# Supplied passage
══════════

Brace Prescription for Adult Scoliosis - Literature Review

Brace Prescription for Adult Scoliosis - Literature Review

The Open Orthopaedics Journal 19 Jul 2022 REVIEW ARTICLE DOI: 10.2174/18743250-v16-e2205270



The 2021 SOSORT guidelines stipulated that braces be prescribed for adult scoliosis with chronic pain and progressive curve. Yet, there have been no objective protocols relating to the prescription of the brace. Therefore, this review investigates if there are any objective criteria or generally agreed on protocols for brace prescription in adult scoliosis patients.


Relevant papers were searched in PUBMED. Only articles that are in English and cover the clinical aspect of adult scoliosis bracing are included.


A total of twelve papers were identified. They include different adult scoliosis braces, ranging from elastic belts to rigid braces. The treatment protocol varied tremendously. No objective criteria were found concerning the prescription of a brace, daily wearing time, duration of the intervention, and weaning protocol. The brace treatment was primarily employed to manage low back pain.


Our search showed no objective criteria and clear indications for bracing and no consensus concerning the prescription of braces, daily wearing time, and duration of the intervention for patients with adult scoliosis.

The authors proposed prescription of a brace be based on more objective radiological criteria and severity of low back pain. Brace prescription should depend on the flexibility of the curve and can range from accommodative to rigid braces of corrective design. “Corrective” brace has to be worn at least 14 hours daily for six months or until the low back pain subsides to the extent that permits daily activities with minimal discomfort. “Accommodative” brace can be worn when required.

Keywords: Adult idiopathic scoliosis, Degenerative lumbar scoliosis, Brace, Orthotic, Spine, Scoliosis.


Adult scoliosis includes adult idiopathic scoliosis (IS) and degenerative lumbar scoliosis (DLS). Idiopathic scoliosis has its onset in childhood and adolescence, while degenerative lumbar scoliosis starts later in life, generally over 50. Thus, the prevalence of adult scoliosis is significantly higher than that of idiopathic scoliosis, particularly with increasing age, as the incidence of DLS increases with age [1, 2]. The reported prevalence of adult scoliosis ranges from 8.85% to 68% [3-5]. Fortunately, over 80% of the DLS patients have a mild curve of 10-20o [2].

══════════

Recorded data
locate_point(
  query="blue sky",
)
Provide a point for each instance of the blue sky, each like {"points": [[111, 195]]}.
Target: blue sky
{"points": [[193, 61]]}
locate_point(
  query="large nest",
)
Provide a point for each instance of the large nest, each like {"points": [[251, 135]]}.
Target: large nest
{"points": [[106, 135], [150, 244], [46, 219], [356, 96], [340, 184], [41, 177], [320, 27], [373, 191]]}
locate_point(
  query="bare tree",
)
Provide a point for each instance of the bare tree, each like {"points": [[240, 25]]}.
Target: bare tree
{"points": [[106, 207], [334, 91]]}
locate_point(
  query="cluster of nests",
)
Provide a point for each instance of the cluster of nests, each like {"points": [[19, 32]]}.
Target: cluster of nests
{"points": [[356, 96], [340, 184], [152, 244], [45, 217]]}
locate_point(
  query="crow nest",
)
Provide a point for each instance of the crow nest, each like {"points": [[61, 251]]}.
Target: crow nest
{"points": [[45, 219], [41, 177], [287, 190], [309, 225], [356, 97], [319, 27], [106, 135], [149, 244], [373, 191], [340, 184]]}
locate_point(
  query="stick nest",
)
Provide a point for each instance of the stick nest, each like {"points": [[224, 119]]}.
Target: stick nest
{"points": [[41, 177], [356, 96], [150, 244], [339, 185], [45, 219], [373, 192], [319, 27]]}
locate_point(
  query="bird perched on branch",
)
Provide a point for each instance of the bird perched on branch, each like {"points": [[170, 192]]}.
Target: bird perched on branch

══════════

# Task instructions
1/ Answer these questions from the scoliosis bracing review:
(a) In which database were the relevant papers searched?
(b) How many papers were identified?
(c) For how many hours a day, at minimum, does the review's authors' proposal say a "corrective" brace has to be worn?
2/ List every keyword given for the scoliosis bracing review.
The rows are separate material with no connection to the scoliosis bracing review.

# Responses by item number
1/
(a) PUBMED
(b) Twelve
(c) At least 14 hours daily

2/ Adult idiopathic scoliosis, Degenerative lumbar scoliosis, Brace, Orthotic, Spine, Scoliosis